[BEGIN]

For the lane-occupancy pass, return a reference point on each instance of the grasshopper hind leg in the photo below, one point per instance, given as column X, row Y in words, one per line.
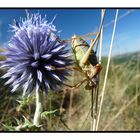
column 93, row 83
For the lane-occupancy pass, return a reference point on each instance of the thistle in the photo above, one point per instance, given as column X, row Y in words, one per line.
column 32, row 52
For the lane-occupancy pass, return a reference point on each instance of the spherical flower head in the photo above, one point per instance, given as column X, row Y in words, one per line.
column 33, row 52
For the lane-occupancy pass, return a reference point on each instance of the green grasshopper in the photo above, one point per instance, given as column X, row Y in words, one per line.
column 86, row 61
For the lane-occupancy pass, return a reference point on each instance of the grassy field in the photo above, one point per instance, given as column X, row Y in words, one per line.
column 70, row 110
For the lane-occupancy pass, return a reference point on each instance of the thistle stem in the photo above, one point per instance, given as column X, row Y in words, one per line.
column 39, row 108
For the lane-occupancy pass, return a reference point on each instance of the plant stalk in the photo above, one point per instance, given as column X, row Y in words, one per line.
column 39, row 108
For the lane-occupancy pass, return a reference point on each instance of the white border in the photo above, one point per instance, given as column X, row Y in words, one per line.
column 69, row 3
column 70, row 136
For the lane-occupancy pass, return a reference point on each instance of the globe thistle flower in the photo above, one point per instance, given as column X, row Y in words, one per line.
column 32, row 52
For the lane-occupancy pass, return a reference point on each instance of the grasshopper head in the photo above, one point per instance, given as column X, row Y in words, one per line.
column 77, row 41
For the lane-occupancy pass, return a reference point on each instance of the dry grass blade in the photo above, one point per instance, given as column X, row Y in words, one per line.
column 121, row 110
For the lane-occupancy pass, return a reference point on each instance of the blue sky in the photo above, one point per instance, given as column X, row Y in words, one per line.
column 83, row 21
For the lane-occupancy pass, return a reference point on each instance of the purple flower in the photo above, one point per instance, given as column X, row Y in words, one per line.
column 32, row 51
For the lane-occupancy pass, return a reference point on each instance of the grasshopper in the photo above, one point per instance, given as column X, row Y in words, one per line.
column 86, row 61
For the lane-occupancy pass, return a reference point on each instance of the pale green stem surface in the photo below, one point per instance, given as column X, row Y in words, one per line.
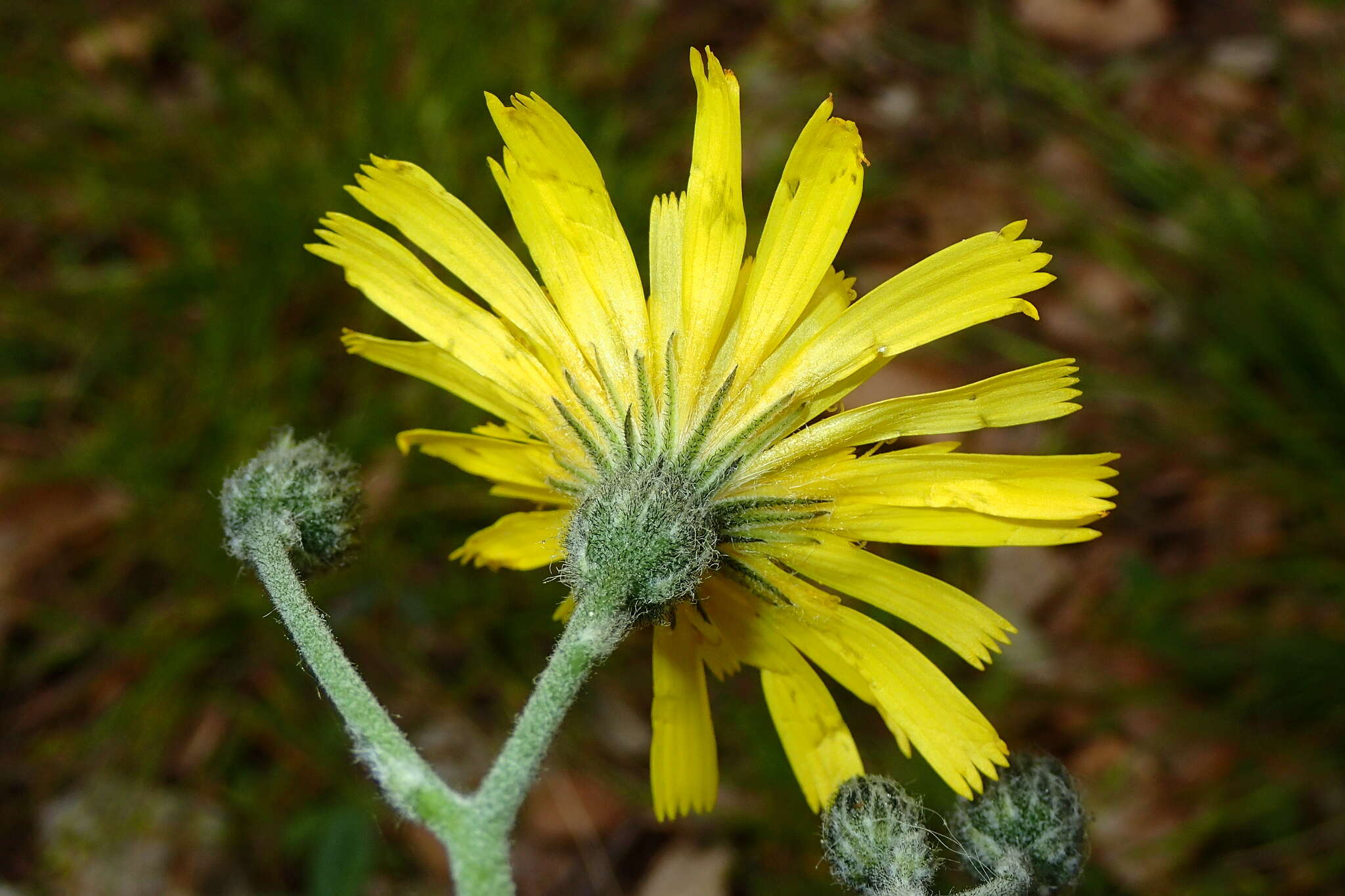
column 475, row 829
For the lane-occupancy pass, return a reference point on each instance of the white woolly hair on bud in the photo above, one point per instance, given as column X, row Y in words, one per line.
column 642, row 538
column 1029, row 824
column 876, row 842
column 305, row 492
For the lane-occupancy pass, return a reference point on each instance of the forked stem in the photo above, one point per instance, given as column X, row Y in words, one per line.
column 475, row 829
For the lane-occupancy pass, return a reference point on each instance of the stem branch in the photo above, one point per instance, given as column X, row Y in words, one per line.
column 474, row 829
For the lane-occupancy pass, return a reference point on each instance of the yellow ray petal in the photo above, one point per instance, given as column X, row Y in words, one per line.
column 948, row 731
column 816, row 738
column 437, row 367
column 715, row 228
column 684, row 766
column 810, row 214
column 586, row 249
column 525, row 464
column 395, row 280
column 517, row 542
column 412, row 200
column 1063, row 486
column 666, row 228
column 970, row 282
column 862, row 522
column 1026, row 395
column 950, row 614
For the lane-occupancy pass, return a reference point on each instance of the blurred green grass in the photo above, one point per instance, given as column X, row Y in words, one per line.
column 164, row 164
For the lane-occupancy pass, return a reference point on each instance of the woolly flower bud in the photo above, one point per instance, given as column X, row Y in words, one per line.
column 304, row 492
column 1030, row 822
column 876, row 840
column 642, row 538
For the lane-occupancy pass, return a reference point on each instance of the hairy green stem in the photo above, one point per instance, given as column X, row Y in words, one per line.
column 475, row 829
column 408, row 781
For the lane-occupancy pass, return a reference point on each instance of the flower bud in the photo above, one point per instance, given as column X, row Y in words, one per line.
column 875, row 839
column 305, row 494
column 1030, row 822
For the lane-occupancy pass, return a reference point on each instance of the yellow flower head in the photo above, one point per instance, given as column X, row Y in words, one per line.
column 676, row 435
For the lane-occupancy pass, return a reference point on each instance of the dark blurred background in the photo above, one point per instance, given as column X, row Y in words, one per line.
column 163, row 163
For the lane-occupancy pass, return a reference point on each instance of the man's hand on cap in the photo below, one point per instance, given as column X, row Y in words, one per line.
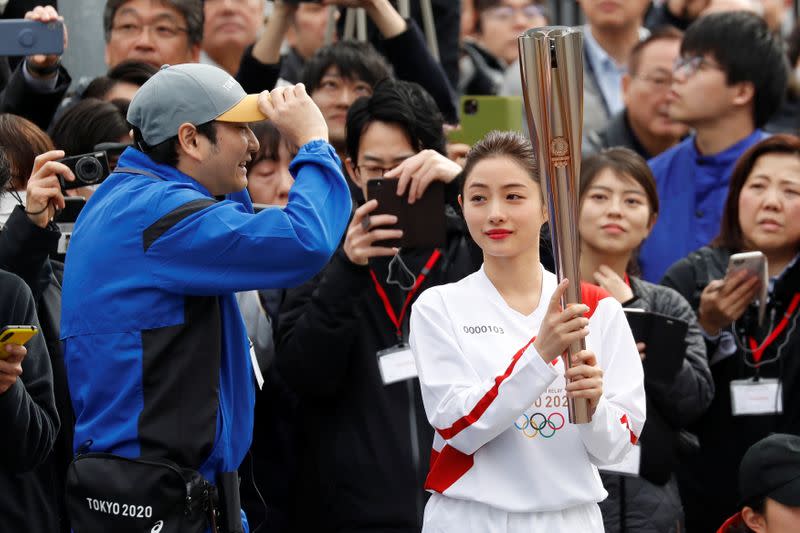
column 294, row 113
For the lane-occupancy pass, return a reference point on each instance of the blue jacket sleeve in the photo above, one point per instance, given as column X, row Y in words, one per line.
column 224, row 247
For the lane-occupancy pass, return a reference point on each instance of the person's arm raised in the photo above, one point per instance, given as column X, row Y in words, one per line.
column 267, row 48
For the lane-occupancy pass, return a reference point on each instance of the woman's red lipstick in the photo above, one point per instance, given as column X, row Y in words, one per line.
column 498, row 234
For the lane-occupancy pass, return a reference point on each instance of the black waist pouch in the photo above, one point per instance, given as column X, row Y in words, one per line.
column 113, row 494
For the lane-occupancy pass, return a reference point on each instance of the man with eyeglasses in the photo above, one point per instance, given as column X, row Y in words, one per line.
column 158, row 32
column 486, row 56
column 728, row 82
column 644, row 125
column 364, row 442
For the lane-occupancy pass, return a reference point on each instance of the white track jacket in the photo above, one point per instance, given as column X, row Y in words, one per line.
column 499, row 411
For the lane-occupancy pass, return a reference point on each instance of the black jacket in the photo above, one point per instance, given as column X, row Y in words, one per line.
column 651, row 503
column 364, row 447
column 709, row 479
column 24, row 251
column 18, row 98
column 30, row 424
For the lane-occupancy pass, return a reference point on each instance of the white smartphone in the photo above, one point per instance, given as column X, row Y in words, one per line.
column 756, row 264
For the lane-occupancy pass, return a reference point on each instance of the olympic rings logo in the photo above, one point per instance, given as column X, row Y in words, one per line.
column 539, row 424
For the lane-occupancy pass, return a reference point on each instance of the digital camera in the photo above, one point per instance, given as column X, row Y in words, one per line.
column 89, row 169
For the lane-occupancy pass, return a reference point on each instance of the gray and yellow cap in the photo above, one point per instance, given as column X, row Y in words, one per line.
column 192, row 93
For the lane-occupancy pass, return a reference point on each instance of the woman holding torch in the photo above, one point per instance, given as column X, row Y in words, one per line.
column 487, row 350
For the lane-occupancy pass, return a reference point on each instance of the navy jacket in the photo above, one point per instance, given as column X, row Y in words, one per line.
column 692, row 188
column 156, row 350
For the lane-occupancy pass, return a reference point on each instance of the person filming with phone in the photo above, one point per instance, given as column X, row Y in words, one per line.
column 752, row 340
column 618, row 207
column 342, row 338
column 28, row 407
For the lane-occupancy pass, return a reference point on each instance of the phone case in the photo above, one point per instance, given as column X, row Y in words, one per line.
column 423, row 222
column 15, row 335
column 482, row 114
column 20, row 37
column 756, row 263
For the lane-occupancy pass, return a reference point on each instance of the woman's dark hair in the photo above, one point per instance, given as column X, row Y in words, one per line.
column 86, row 124
column 269, row 141
column 730, row 234
column 5, row 170
column 355, row 60
column 403, row 103
column 22, row 141
column 133, row 72
column 166, row 152
column 623, row 162
column 507, row 144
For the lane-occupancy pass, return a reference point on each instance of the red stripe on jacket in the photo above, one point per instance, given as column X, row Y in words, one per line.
column 447, row 467
column 484, row 403
column 591, row 296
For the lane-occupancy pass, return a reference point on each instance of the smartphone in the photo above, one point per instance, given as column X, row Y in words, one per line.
column 423, row 222
column 15, row 335
column 21, row 37
column 756, row 264
column 482, row 114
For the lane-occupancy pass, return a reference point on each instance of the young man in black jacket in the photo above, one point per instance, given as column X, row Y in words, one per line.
column 26, row 242
column 28, row 412
column 364, row 441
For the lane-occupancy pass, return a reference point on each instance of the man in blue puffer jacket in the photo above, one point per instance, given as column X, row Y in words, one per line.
column 155, row 347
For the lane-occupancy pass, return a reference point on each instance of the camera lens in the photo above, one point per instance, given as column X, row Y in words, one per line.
column 88, row 170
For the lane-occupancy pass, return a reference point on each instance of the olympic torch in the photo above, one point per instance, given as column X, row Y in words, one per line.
column 551, row 64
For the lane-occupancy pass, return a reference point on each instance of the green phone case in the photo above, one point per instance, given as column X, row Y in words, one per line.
column 482, row 114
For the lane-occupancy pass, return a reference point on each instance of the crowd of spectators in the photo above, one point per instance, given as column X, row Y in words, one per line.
column 691, row 154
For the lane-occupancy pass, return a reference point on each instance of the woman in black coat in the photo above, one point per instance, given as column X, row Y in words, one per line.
column 762, row 213
column 619, row 205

[END]

### DIRECTIONS FOR THIS TASK
Write out the listing word for word from the line containing "of the man's" through the line containing "column 498, row 234", including both of those lines. Leave any pictures out of your copy.

### OUTPUT BELOW
For the lane-occupancy pass, return a reference point on each instance of the man's hand on cap in the photo below, one point per instance, given as column X, row Y in words, one per line.
column 294, row 113
For the lane-occupancy pass, return a reference point on each instance of the blue jacket sleeve in the photo above, one point per instance, given as column X, row Y in words, one per line.
column 224, row 247
For the lane-occupancy pass, return a reference point on each instance of the person's arm raised in the photo above, one point per instance, given as column X, row Y in words, one per line.
column 267, row 48
For the lane-occupancy pass, return a reference point on each instance of the woman's red lipstick in the photo above, one point per instance, given as column X, row Y in words, one per line.
column 498, row 234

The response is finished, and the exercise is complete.